#### EXCERPTED TEXT

Tag Archives: Edinburgh Festival

ELVIS MCGONAGALL: GIN & CATATONIC?

★★★★★

Edinburgh Festival Fringe

ELVIS MCGONAGALL: GIN & CATATONIC? at the Edinburgh Festival Fringe

★★★★★

“like all good whiskies, McGonagall’s lines slip down smoothly with just the right amount of burn”

The fabulous tartan-jacketed Elvis McGonagall is holding forth at the Patter House for this year’s Festival Fringe, and you do not want to miss his latest show, Gin & Catatonic?. For sixty minutes, you can relax from the Fringe mayhem outside the Gilded Balloon as this wannabe Laureate delivers poems on a great variety of subjects. A veteran of innumerable poetry slams, McGonagall is never short of inspired invention. He’s also a well-read man, and the way he puts together the comedy, with more serious subject matter, provokes both laughter and moments that make you go “hmmm”, when you remember them on the bus home.

Much of the material takes the form of rants against well known politicians, but since McGonagall is a poet, these rants have to rhyme. This works well for poems about the King’s latest speech, promising better times for working class folk. Rhyming “nouveau riche” with “quiche” would make any king’s speechwriter wish she or he, had thought of that one first. Brexit is also up for merciless lampooning of course, and the metaphors are as richly inventive as the lies we were told to “get Brexit done.” A poem inspired by the late Adrian Mitchell entitled “Sorry ‘bout that” sums up McGonagall’s thoughts on one prime minister in particular. And it’s not just the ingenious poems, but the memorable one-liners that emerge like the finest of single malts. Once our poet gets warmed up, quips like “a Goldman Sachs glove puppet that shrunk in the wash” emerge with speed and precision. And like all good whiskies, McGonagall’s lines slip down smoothly with just the right amount of burn.

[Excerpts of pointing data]
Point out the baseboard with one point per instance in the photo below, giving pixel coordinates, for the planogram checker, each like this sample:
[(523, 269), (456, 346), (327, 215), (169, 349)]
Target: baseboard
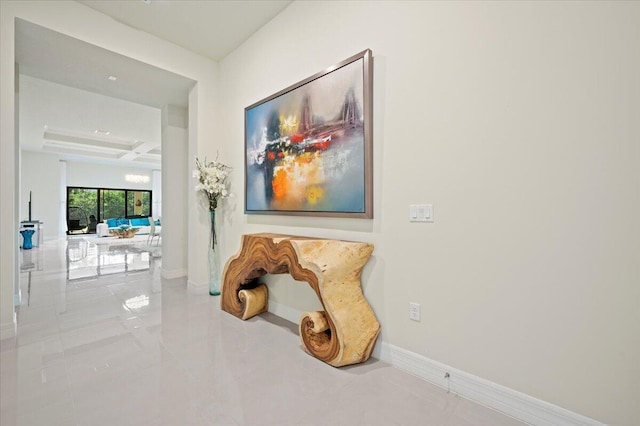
[(171, 274), (484, 392), (9, 329), (508, 401)]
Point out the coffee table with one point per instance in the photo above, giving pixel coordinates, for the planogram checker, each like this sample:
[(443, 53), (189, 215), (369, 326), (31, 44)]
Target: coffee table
[(124, 232)]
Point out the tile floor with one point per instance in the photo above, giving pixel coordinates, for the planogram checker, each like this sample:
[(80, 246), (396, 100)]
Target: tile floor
[(130, 348)]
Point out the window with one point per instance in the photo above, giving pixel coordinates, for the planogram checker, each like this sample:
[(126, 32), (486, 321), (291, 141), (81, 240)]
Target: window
[(88, 206)]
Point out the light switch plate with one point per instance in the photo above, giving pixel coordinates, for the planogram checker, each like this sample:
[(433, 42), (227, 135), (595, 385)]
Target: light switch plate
[(421, 212)]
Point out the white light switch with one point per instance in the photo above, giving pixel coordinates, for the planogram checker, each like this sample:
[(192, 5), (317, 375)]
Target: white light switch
[(421, 212)]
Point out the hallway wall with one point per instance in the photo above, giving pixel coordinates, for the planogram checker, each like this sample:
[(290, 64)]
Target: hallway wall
[(518, 121)]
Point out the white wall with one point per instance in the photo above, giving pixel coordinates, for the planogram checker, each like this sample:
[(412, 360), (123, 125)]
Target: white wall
[(41, 178), (106, 176), (81, 22), (174, 163), (79, 112), (519, 122)]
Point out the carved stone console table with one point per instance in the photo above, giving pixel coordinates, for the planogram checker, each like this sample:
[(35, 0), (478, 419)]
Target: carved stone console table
[(346, 331)]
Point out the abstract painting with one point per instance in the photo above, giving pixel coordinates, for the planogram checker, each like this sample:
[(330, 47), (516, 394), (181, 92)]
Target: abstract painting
[(308, 147)]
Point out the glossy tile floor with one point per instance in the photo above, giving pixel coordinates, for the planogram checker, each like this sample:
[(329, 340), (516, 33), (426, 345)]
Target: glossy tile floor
[(130, 348)]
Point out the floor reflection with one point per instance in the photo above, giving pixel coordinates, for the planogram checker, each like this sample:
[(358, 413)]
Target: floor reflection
[(92, 258)]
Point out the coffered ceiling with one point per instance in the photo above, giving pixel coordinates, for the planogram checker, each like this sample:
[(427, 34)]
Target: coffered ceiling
[(210, 28)]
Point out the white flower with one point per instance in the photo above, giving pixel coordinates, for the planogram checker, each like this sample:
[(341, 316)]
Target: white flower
[(212, 180)]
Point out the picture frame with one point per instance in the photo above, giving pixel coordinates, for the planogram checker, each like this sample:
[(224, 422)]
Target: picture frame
[(308, 148)]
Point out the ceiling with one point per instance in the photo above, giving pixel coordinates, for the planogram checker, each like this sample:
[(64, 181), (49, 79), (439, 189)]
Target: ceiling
[(210, 28)]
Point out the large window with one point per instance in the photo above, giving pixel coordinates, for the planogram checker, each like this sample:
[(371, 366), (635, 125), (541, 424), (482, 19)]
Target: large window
[(88, 206)]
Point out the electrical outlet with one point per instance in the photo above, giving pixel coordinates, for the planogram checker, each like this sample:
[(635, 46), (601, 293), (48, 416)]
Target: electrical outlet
[(414, 311)]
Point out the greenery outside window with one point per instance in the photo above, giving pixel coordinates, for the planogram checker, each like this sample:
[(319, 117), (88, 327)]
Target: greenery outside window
[(88, 206)]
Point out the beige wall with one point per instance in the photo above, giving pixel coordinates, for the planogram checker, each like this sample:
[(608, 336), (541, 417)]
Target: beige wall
[(519, 122)]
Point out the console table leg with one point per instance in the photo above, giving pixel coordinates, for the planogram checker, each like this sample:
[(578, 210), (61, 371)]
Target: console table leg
[(255, 301)]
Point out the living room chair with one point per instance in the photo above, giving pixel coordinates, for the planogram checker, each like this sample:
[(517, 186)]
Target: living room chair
[(153, 232)]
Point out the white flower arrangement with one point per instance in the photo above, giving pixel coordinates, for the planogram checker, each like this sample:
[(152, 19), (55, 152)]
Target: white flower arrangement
[(212, 180)]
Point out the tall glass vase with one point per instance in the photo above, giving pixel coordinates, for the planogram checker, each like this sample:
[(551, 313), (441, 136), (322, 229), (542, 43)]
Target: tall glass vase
[(215, 273)]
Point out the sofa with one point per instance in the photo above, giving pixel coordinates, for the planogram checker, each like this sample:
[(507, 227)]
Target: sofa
[(103, 229)]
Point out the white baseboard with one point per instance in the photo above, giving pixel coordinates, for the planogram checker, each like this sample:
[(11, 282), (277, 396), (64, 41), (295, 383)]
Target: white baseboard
[(481, 391), (508, 401), (9, 329), (171, 274)]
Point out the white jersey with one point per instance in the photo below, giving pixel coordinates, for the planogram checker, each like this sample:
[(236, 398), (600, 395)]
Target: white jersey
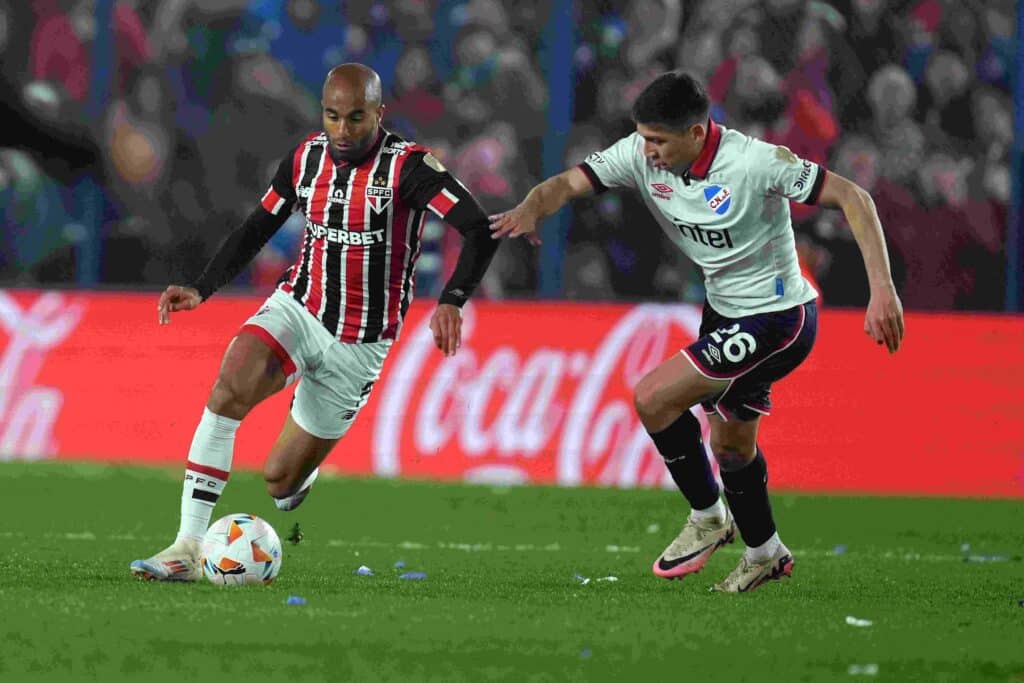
[(729, 213)]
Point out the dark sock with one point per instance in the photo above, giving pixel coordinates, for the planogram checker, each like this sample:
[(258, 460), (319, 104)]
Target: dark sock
[(683, 451), (747, 492)]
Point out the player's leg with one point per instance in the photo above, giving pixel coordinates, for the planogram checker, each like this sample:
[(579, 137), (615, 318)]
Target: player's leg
[(771, 345), (249, 373), (744, 475), (326, 404), (663, 400), (293, 464), (260, 360)]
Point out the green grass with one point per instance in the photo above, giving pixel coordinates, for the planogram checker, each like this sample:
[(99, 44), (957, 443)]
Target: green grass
[(500, 601)]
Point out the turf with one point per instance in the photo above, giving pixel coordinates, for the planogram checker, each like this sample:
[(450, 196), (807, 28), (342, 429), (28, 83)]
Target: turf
[(504, 597)]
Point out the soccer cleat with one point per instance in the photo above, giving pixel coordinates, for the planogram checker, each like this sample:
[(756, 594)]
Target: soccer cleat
[(294, 501), (689, 552), (750, 575), (177, 562)]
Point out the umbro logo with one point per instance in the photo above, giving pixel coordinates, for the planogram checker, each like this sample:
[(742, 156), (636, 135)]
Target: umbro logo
[(337, 197), (662, 190)]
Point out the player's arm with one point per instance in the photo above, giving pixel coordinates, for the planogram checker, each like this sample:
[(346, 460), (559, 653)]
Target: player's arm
[(426, 184), (544, 200), (237, 250), (884, 322)]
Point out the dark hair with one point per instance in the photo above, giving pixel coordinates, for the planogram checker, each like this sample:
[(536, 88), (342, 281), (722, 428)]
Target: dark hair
[(675, 100)]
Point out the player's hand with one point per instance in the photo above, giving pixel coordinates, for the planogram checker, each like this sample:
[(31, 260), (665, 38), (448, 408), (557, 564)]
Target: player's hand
[(884, 322), (174, 298), (446, 326), (513, 223)]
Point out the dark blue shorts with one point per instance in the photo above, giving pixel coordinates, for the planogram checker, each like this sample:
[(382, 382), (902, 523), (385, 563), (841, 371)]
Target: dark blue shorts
[(751, 352)]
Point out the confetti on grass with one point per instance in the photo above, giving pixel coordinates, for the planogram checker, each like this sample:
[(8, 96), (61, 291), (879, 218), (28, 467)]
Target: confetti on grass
[(863, 670)]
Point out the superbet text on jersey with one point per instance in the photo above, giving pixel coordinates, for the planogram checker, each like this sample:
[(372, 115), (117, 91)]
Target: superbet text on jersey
[(729, 213)]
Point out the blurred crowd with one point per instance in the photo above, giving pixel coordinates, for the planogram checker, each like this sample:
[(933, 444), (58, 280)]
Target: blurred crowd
[(144, 131)]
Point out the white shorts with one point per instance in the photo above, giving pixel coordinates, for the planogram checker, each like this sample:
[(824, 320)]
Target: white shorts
[(336, 377)]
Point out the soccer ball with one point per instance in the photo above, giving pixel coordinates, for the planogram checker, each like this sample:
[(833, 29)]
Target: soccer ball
[(241, 549)]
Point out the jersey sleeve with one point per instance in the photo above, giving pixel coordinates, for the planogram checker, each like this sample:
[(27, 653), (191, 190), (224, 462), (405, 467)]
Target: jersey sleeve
[(426, 184), (779, 171), (280, 197), (615, 166)]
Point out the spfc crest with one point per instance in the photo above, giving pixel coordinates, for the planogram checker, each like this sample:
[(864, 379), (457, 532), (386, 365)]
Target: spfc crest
[(379, 198)]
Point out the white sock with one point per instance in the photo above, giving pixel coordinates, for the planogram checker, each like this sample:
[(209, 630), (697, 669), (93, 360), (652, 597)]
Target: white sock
[(765, 550), (716, 511), (206, 472)]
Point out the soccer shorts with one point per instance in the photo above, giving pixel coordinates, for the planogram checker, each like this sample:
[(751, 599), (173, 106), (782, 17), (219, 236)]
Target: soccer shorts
[(751, 352), (336, 378)]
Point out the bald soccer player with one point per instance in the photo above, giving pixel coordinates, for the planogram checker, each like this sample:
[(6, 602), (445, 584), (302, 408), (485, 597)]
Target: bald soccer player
[(335, 313)]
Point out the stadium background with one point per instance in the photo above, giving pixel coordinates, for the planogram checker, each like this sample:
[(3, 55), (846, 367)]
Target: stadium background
[(142, 131)]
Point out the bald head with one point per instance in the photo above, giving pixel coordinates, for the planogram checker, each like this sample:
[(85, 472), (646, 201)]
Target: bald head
[(352, 110), (355, 79)]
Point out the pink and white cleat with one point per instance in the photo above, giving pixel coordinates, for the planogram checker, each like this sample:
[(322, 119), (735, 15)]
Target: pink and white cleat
[(177, 562), (689, 552)]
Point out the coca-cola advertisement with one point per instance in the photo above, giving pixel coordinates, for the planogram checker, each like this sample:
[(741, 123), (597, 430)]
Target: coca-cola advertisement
[(539, 393)]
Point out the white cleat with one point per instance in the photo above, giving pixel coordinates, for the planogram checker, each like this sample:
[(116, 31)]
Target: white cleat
[(294, 501), (698, 540), (750, 574), (177, 562)]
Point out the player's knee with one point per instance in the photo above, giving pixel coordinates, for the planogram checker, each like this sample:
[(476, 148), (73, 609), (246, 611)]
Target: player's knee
[(230, 396), (281, 481), (729, 456), (647, 397)]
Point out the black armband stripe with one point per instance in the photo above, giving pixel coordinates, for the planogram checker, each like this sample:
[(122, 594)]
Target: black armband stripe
[(819, 182), (592, 176)]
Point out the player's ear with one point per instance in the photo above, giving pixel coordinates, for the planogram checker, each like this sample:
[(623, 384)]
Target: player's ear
[(698, 131)]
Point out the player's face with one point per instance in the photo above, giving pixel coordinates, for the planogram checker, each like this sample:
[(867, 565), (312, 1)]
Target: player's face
[(349, 121), (672, 150)]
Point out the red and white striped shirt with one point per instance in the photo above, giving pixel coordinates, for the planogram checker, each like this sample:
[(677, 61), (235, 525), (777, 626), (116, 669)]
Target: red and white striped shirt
[(364, 228)]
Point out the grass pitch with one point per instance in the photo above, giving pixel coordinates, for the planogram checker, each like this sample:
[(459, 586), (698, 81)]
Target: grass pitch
[(504, 596)]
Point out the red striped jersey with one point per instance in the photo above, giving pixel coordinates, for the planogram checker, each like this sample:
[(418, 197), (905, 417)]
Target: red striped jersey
[(364, 227)]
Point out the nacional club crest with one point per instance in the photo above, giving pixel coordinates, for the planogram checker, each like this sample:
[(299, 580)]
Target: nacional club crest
[(379, 198), (718, 199)]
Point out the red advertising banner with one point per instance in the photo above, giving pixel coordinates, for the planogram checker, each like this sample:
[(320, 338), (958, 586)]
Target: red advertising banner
[(539, 393)]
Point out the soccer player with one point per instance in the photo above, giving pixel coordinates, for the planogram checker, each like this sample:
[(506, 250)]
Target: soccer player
[(723, 199), (335, 313)]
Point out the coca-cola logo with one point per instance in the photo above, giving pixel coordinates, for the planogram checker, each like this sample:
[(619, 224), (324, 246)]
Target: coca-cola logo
[(29, 412), (525, 410)]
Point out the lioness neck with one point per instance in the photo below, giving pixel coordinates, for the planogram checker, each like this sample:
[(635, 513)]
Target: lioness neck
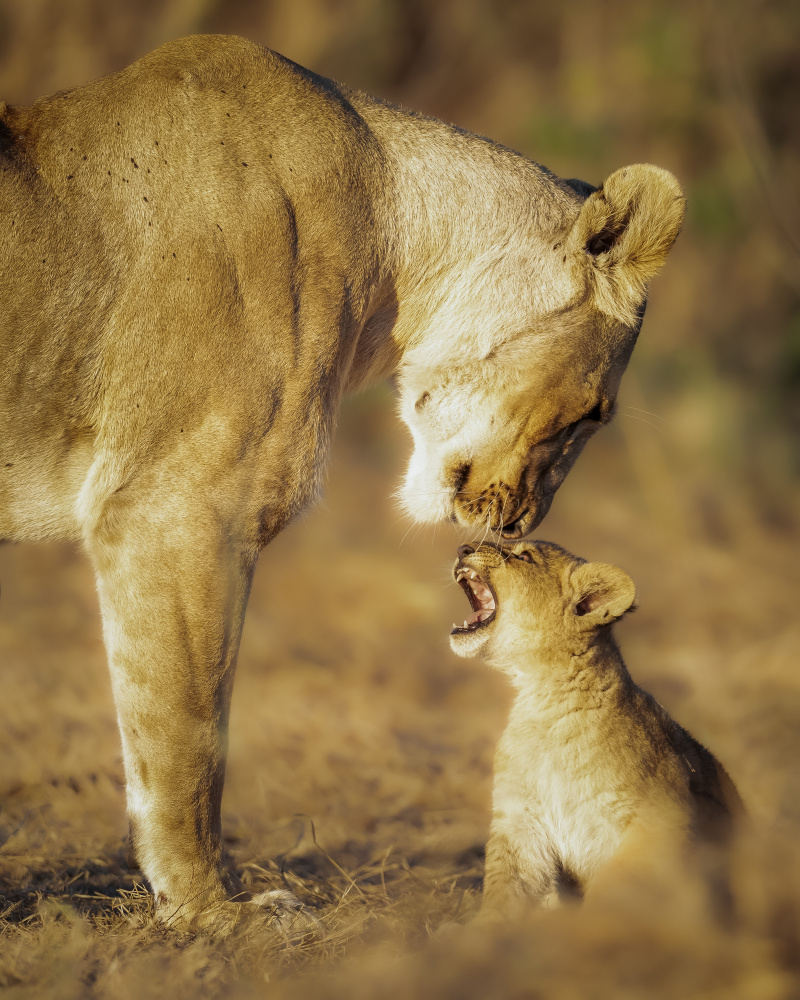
[(472, 226)]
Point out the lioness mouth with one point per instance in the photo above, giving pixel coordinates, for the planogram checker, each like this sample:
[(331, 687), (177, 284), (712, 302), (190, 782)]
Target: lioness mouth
[(481, 599)]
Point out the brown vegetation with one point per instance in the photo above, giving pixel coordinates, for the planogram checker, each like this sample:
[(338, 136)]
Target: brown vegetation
[(360, 767)]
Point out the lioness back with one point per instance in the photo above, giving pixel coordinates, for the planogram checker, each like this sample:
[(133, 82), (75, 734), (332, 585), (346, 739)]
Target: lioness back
[(592, 776), (157, 222)]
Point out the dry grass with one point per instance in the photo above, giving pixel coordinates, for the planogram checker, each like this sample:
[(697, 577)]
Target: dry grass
[(350, 713)]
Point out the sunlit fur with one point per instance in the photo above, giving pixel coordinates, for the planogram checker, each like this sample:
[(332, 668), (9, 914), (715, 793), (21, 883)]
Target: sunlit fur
[(199, 256), (593, 781)]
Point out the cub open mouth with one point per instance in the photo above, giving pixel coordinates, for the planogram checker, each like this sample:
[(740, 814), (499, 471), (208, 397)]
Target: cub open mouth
[(481, 599)]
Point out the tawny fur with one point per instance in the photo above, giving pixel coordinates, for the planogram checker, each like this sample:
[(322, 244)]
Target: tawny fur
[(592, 777), (200, 254)]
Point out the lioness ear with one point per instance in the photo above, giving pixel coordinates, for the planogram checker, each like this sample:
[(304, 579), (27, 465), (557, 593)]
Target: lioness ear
[(601, 593), (626, 228)]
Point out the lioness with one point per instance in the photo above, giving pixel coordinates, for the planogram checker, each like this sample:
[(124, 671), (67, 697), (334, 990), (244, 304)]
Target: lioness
[(591, 774), (200, 255)]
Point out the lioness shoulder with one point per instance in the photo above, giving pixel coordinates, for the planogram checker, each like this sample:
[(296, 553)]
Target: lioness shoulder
[(592, 776)]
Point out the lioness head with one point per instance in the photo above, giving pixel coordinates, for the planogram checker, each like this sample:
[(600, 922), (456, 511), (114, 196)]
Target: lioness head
[(523, 362), (533, 597)]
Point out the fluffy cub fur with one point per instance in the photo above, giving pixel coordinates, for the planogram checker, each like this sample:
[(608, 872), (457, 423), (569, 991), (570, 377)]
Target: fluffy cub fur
[(592, 777)]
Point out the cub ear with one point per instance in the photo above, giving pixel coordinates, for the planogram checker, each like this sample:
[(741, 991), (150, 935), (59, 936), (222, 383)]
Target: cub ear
[(601, 593), (626, 229)]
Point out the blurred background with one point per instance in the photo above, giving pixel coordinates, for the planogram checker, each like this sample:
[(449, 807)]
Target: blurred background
[(349, 708)]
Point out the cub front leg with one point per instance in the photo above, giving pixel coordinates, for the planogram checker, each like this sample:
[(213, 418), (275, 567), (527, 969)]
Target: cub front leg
[(173, 586), (515, 879)]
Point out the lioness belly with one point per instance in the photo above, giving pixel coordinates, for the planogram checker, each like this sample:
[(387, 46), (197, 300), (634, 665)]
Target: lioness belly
[(39, 486)]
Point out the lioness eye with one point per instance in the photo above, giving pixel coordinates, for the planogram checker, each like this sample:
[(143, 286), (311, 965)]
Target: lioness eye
[(596, 414)]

#### WRITTEN REQUEST 1
Repeat the Elvis McGonagall review starting with "The fabulous tartan-jacketed" and going on through "the bus home.", swapping "sixty minutes" for "one hour".
#### WRITTEN REQUEST 2
Extend the Elvis McGonagall review beyond its last sentence.
None of these lines is needed for what comes next.

#### EXERCISE OUTPUT 1
The fabulous tartan-jacketed Elvis McGonagall is holding forth at the Patter House for this year’s Festival Fringe, and you do not want to miss his latest show, Gin & Catatonic?. For one hour, you can relax from the Fringe mayhem outside the Gilded Balloon as this wannabe Laureate delivers poems on a great variety of subjects. A veteran of innumerable poetry slams, McGonagall is never short of inspired invention. He’s also a well-read man, and the way he puts together the comedy, with more serious subject matter, provokes both laughter and moments that make you go “hmmm”, when you remember them on the bus home.

#### EXERCISE OUTPUT 2
Mixed up with the political satire are nods to Brecht (“The Resistible Rise of the Milkshake Martyr”) and Evita, all shaken together in a combustible commentary on a certain newly elected politician with ultra right wing views. When you tire of politics, though, McGonagall is happy to reminiscence about the good old days during lockdown, relaxing with his rescue cats. They are just as opinionated as he is, apparently. Gin & Catatonic? is a delightfully put together show that isn’t your standard stand up, and is much more than a poetry reading.

Gin & Catatonic? offers comfort for lingering epidemics, unwanted substitutions in your online supermarket list, and thoughtful suggestions for a new national anthem. Enjoy!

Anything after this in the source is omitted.